-- start --
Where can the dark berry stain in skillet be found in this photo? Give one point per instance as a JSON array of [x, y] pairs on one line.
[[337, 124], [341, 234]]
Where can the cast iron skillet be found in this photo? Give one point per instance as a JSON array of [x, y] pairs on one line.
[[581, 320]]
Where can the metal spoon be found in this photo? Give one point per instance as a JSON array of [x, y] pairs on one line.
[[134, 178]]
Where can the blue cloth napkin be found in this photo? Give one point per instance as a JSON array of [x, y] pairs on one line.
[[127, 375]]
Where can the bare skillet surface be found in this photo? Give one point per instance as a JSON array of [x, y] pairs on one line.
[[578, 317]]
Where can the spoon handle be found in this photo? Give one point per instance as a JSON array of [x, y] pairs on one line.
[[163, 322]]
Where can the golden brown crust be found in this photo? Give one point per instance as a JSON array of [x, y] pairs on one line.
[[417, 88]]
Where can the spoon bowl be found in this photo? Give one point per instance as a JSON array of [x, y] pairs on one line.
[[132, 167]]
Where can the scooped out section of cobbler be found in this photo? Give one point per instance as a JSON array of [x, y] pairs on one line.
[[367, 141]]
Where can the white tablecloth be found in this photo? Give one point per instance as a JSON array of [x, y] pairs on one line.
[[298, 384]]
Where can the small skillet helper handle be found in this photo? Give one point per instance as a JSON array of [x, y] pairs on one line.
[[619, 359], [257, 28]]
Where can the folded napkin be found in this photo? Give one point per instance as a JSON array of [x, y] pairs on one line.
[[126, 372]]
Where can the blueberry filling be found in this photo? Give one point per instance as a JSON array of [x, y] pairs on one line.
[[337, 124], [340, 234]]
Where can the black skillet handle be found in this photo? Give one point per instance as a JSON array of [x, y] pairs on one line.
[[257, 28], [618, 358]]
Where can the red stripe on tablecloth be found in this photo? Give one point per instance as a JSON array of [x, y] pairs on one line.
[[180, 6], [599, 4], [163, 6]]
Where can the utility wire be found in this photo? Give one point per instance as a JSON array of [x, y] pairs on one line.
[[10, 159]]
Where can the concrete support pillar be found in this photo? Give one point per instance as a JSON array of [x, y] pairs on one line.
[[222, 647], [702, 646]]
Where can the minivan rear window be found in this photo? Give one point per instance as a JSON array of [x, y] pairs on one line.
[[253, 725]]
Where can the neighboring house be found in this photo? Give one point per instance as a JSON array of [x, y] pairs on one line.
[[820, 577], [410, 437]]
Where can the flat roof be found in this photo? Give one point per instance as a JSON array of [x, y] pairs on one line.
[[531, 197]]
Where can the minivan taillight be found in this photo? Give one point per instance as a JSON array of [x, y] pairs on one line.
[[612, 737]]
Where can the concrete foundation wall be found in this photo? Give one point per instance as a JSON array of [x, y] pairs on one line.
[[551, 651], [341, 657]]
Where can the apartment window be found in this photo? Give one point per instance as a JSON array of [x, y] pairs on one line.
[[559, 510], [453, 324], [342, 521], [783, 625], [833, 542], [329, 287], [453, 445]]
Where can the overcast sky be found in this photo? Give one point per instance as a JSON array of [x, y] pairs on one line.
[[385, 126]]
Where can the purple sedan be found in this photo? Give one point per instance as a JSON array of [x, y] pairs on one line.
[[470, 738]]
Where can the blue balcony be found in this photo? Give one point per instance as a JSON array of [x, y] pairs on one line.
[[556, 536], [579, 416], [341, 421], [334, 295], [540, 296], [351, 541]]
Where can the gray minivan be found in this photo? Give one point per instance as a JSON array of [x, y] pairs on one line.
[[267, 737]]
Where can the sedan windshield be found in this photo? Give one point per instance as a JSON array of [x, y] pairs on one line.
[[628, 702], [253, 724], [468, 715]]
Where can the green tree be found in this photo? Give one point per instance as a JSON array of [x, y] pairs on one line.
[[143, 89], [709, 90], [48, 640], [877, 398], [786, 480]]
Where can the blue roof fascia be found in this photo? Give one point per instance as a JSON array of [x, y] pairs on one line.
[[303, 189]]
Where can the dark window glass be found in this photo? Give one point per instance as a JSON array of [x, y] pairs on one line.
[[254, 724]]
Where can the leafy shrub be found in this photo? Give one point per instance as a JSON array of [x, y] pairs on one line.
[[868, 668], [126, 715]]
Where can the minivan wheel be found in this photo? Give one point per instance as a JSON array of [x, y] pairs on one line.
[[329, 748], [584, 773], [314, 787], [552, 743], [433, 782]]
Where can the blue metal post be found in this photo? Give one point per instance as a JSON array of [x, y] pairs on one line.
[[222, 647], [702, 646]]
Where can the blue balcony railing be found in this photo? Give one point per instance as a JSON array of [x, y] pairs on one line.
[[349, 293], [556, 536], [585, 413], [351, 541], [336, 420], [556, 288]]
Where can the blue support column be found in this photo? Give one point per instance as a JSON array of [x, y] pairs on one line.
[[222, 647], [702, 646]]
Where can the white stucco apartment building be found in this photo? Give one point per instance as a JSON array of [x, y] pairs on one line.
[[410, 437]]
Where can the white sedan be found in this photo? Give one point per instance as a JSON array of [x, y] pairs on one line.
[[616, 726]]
-- end --
Reproduce all of the records above verbatim, from the first line to the last.

■ **Expected answer**
Where can the dark berry stain in skillet be found in this photo? Give one point per instance as a JSON array of [x, y] pairs on one line.
[[337, 124], [341, 234]]
Where can the cast iron skillet be found in this photo? Give one point per instance as a JSON array of [x, y] pairs on one line.
[[581, 320]]
Where can the metal spoon be found in this photo? Give one point per instance as a JSON array of [x, y] pairs on one line.
[[134, 178]]
Where can the blue cloth napkin be found in this photo? Give one point per instance as a JSON array of [x, y] pairs on one line.
[[127, 375]]
Where can the bare skillet surface be found in this photo? Give one point per instance as a JSON array of [x, y] pairs on one line.
[[578, 317]]
Where can the spoon handle be found in this photo? Give one point per instance as a JSON array of [x, y] pairs on one line.
[[163, 322]]
Where can the golden brown crust be found in this photo? Give one point per instance as a JSON array of [x, y] pairs on one line.
[[417, 88]]
Where can the spoon bowl be found in this photo? Give one point per instance as a JSON array of [x, y] pairs on one line.
[[132, 167]]
Where can the scooped out section of cobbler be found in this photo? Give one point per instance as a JSON array of [x, y] pairs on one line.
[[367, 141]]
Where can the white tablecloth be found in this photo? Give one point per instance as a JSON array of [x, y] pairs on one line.
[[298, 384]]
Where can the small skillet helper handle be found in this photo? Give one point per instance as a JSON array of [x, y] pairs on one line.
[[619, 359], [257, 28]]
Where can the folded napkin be found in this photo? Give one point per instance as a JSON array of [x, y] pairs on one line.
[[126, 372]]
Where can the blueberry filling be found in this photo? Give one point per instance as a JSON array of [x, y] pairs on one line.
[[337, 124], [340, 234]]
Where can the black skillet handle be found in this photo? Give one point per instance as a JSON array of [x, y] pairs on one line.
[[257, 28], [618, 358]]
Where can the red stripe on tablecloth be found in this photo? Give one point per instance as a JSON array of [x, y] pairs on one line.
[[180, 6], [599, 4], [163, 6]]
Where can the utility wire be found in this photo? Give one point per instance as a JSON array of [x, y] pairs on one line.
[[10, 159]]
Where can the concrete support pillar be found in this photo? Give one point per instance as a JSON array of [x, y] pairs on one line.
[[222, 647], [702, 646]]
Where can the minivan rear window be found in this photo? Give one point per instance as a JSON array of [x, y] pairs on one line.
[[253, 725]]
Where can the neighboring house be found in this photo? Give one point per instance as a JSON array of [x, y] pairs on one line.
[[820, 577], [410, 437]]
Where can the flat roof be found in this photo? Give one point per instance as a JSON array of [x, y] pairs on one line.
[[531, 197]]
Where can the minivan taillight be found in this photo? Give one point per instance as a JSON array of [x, y] pairs on one line.
[[612, 737]]
Where can the concrete foundation wall be found in this photo? Give one point per instance as a JSON array of [x, y] pairs on one line.
[[551, 651], [341, 657]]
Where can the apartment window be found in this photo? Give one point per instance as a JSON array of [x, y] pairs on one line.
[[559, 510], [453, 324], [342, 521], [783, 625], [833, 542], [329, 287], [453, 445]]
Where can the overcast sky be found in this photo? Give one point per instance as a JSON array of [x, y] pairs on one line.
[[385, 126]]
Where can the purple sedan be found in this photo? Give one point per instance as a JSON array of [x, y] pairs on one line.
[[470, 738]]
Where can the blue balcony be found in this photo? Give one point per instance as a JSON array of [x, y] pairs on one line.
[[556, 536], [579, 416], [341, 421], [334, 295], [540, 296], [351, 541]]
Where can the gray minivan be found in this photo? Give one point per instance as a JSON array of [x, y] pairs on one line.
[[267, 737]]
Where can the sedan windshield be found in this photo? Give one point per instance as a JSON array of [x, y] pairs on one line.
[[628, 702], [253, 724], [468, 715]]
Where can the green tree be found in this photo? Give one point per instance as a JSON array of [x, y] pairs on one line.
[[143, 89], [709, 90], [48, 640], [877, 398], [786, 480]]
Where can the blue roof fascia be found in this photo? Give one point per instance as a JSON array of [x, y] pairs on one line.
[[303, 189]]
Where can the dark window glass be found in this photo? Give one point per instance as a JSON array of [x, y] pairs on one line.
[[254, 724]]
Where can the leafy shrub be found in this photo? Give one point per instance as a JSON array of [x, y] pairs on one line.
[[868, 668], [126, 715]]
Where can the minivan wheel be found in this photo? Give one point per instance as a JSON array of [x, y] pairs on one line.
[[329, 748], [584, 773], [314, 787], [552, 743], [433, 782]]
Where can the blue metal post be found in this photo? Give one point per instance as a JSON array of [x, y] pairs on one line.
[[222, 647], [702, 646]]
Where can the blue balcony railing be found in this photo? Give one point per instance as a JSON array of [x, y] pairs on one line.
[[349, 293], [556, 536], [585, 413], [351, 541], [336, 420], [556, 288]]
Where can the blue support column be found in this photo? Give one point per instance as a JSON array of [x, y] pairs on one line.
[[222, 647], [702, 646]]
Where can the white stucco apartment building be found in this photo? Give one point per instance as a JSON array of [x, y] pairs on one line.
[[410, 437]]
Where can the white sedan be found in this photo? Give one point per instance as a JSON array of [x, y] pairs on one line.
[[616, 726]]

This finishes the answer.